■ **Tâches à réaliser**
- A) Selon le texte sur le procès de Lionel Guedj, combien d'anciens patients se sont constitués parties civiles ?
- B) Énumérez tous les faits que, d'après le texte sur le procès de Lionel Guedj, la justice reproche aux deux praticiens.
- C) Recopiez à l'identique le passage du texte sur le procès de Lionel Guedj qui commence aux mots « Quelque 320 anciens » et s'arrête après les mots « des dents saines. ».

■ **Texte fourni**
"Mes choix thérapeutiques étaient dus à un défaut de jeunesse": poursuivi pour des mutilations dentaires, le docteur Lionel Guedj a reconnu mardi sa responsabilité tout en contestant des actes volontaires. Une thèse balayée par les experts.
Au lendemain des premières auditions d'anciens patients qui ont raconté leur calvaire après être passés entre ses mains, Lionel Guedj a lâché du lest devant le tribunal correctionnel de Marseille où il comparait avec son père pour "violences volontaires ayant entraîné une mutilation ou une infirmité permanente".
"Il est évident que ces patients-là souffrent. Il est évident que je suis responsable de ce que j'ai fait", a reconnu mardi le praticien, affirmant avoir "évolué" dans sa vision du dossier.
"En garde à vue, je croyais dur comme fer à mes plans de traitement mais, avec le recul, je vois bien la réalité. Mes choix thérapeutiques étaient dus à un défaut de jeunesse", a-t-il avancé.
Quelque 320 anciens patients se sont constitués parties civiles dans ce procès hors norme. La justice reproche aux deux praticiens de s'être enrichis sur le dos de l'assurance maladie et de mutuelles en réalisant un maximum de prothèses dentaires sur des personnes qui n'en avaient pas besoin, après avoir dévitalisé des dents saines.

■ **Données à examiner**
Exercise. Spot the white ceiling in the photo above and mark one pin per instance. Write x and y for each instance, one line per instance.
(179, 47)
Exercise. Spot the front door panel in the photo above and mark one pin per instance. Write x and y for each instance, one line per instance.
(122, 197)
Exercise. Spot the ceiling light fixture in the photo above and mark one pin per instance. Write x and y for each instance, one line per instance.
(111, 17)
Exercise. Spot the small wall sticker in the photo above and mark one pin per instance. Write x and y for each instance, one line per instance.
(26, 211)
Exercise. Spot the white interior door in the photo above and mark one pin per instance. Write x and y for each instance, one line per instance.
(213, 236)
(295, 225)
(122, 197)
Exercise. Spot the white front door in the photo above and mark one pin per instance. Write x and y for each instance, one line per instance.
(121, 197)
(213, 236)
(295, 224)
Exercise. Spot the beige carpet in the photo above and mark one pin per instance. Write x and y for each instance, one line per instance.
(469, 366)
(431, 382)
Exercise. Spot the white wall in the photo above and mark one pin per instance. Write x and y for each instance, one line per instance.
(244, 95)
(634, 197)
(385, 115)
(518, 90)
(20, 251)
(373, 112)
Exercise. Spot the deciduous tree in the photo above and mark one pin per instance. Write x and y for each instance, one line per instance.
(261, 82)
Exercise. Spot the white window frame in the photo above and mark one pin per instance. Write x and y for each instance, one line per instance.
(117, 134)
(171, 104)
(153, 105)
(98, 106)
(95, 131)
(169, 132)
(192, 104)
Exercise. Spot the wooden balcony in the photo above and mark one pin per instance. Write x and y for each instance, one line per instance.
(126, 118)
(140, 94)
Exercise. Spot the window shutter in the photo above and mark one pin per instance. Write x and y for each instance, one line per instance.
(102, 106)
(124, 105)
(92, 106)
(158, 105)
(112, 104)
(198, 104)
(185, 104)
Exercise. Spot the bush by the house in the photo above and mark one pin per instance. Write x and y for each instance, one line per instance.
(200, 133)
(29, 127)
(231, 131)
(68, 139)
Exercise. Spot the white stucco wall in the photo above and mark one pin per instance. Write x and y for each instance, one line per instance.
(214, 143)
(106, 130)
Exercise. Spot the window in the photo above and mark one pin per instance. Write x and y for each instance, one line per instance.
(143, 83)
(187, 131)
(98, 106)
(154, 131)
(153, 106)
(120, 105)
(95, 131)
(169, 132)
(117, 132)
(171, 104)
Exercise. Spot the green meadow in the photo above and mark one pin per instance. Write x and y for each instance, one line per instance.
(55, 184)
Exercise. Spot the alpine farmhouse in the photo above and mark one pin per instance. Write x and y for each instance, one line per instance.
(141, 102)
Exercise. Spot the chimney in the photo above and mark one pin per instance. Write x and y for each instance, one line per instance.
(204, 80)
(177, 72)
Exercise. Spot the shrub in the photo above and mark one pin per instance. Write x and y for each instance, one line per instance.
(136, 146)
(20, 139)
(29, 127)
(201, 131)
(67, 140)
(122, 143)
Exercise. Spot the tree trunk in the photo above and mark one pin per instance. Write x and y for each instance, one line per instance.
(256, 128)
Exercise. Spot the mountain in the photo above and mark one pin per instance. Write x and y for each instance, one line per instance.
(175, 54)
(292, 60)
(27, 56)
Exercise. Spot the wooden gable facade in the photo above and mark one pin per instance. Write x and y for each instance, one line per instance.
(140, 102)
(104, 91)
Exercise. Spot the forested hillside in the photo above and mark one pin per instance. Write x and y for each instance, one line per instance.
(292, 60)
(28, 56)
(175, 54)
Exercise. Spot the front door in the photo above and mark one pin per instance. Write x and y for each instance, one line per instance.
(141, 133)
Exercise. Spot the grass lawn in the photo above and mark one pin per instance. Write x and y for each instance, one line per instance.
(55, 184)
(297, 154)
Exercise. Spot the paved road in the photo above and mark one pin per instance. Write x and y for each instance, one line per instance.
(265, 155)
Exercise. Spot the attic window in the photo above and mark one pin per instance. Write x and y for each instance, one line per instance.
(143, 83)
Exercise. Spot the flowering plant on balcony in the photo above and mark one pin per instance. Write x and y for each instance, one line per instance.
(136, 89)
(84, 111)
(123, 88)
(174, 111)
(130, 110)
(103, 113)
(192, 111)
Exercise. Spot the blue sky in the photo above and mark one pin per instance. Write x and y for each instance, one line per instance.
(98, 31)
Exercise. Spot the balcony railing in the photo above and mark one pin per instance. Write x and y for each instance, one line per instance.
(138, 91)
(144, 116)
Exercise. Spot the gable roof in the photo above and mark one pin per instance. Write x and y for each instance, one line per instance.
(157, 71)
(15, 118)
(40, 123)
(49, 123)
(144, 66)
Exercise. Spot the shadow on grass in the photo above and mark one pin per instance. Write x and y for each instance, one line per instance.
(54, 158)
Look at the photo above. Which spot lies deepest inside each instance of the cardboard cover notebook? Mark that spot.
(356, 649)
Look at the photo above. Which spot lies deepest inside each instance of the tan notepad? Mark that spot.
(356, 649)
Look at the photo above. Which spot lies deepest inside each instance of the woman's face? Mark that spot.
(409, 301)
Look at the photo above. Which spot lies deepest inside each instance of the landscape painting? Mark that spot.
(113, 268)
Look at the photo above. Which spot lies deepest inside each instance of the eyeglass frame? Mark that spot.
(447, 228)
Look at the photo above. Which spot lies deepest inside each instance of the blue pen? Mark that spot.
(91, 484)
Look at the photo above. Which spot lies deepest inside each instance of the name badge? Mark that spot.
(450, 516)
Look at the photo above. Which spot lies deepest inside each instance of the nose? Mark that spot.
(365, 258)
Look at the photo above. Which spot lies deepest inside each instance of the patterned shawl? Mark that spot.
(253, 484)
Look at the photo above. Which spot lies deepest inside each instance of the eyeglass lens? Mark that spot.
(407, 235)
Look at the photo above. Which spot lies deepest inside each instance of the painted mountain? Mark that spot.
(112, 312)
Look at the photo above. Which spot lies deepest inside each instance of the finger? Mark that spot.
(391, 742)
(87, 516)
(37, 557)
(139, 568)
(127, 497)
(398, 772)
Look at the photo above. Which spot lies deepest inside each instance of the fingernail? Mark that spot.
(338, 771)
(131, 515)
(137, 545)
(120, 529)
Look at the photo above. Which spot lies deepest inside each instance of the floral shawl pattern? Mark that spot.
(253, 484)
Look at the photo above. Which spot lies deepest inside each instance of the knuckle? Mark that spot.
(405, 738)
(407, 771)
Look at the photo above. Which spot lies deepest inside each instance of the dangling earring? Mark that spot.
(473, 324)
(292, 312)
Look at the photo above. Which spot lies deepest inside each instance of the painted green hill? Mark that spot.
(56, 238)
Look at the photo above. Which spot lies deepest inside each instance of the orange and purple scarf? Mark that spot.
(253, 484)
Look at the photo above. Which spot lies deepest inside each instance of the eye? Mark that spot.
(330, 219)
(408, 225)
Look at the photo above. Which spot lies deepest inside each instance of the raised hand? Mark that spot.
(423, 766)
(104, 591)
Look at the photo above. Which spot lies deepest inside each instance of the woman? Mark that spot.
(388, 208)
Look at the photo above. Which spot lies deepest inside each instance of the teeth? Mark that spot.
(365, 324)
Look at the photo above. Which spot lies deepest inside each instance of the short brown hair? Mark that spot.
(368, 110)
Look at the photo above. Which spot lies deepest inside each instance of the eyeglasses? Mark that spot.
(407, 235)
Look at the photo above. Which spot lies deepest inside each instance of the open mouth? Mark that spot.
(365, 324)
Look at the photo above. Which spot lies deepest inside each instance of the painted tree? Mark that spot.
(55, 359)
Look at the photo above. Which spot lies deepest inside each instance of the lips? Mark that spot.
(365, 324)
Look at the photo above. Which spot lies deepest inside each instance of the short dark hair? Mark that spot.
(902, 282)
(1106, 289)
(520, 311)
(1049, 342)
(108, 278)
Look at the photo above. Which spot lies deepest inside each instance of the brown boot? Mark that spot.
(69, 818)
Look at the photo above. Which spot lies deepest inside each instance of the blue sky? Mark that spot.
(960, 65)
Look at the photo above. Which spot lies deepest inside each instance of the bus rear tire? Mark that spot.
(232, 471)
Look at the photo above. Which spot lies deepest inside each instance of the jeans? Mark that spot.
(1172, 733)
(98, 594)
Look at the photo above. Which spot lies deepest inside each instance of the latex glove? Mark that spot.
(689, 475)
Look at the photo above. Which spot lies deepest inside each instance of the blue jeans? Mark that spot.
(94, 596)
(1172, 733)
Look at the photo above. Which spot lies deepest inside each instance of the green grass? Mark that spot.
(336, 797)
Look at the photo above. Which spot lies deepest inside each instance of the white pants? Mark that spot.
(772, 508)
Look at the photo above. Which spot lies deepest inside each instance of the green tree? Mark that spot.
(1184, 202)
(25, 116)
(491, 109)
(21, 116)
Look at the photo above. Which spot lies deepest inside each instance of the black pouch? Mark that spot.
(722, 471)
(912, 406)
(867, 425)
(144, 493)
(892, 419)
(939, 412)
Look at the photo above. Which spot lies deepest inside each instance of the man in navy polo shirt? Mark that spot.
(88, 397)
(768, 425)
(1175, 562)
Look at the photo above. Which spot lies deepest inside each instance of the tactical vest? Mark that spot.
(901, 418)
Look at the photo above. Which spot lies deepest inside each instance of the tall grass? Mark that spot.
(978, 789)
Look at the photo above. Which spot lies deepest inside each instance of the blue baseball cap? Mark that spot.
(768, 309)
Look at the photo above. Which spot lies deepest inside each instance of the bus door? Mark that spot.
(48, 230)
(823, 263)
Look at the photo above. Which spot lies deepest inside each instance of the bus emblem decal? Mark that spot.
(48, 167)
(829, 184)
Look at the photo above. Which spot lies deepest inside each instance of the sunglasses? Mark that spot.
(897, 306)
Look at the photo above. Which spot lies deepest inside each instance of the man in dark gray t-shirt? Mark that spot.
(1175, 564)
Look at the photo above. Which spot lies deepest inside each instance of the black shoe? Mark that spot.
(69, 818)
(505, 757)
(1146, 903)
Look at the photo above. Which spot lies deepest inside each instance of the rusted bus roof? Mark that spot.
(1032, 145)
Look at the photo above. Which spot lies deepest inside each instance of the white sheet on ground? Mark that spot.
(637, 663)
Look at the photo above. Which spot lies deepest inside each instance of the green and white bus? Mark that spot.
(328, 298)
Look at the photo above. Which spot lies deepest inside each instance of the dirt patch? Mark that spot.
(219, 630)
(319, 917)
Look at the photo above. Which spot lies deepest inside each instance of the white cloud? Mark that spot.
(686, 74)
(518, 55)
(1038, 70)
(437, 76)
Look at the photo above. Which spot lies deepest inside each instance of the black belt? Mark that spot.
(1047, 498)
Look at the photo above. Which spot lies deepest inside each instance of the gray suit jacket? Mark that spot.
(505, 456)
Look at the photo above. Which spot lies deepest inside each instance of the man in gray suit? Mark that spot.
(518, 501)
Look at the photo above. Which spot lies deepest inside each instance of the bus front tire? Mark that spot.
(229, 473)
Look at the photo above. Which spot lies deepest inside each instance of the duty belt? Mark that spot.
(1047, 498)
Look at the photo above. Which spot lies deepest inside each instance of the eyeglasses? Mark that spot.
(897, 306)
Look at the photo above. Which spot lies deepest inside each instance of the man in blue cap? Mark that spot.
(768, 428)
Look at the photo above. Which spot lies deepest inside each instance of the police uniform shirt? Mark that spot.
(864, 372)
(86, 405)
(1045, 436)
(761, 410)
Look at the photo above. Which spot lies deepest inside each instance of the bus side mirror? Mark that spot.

■ **Résultats successifs**
- A) Quelque 320 anciens patients.

- B)
- S'être enrichis sur le dos de l'assurance maladie et de mutuelles.
- Avoir réalisé un maximum de prothèses dentaires sur des personnes qui n'en avaient pas besoin.
- Avoir dévitalisé des dents saines.

- C)
Quelque 320 anciens patients se sont constitués parties civiles dans ce procès hors norme. La justice reproche aux deux praticiens de s'être enrichis sur le dos de l'assurance maladie et de mutuelles en réalisant un maximum de prothèses dentaires sur des personnes qui n'en avaient pas besoin, après avoir dévitalisé des dents saines.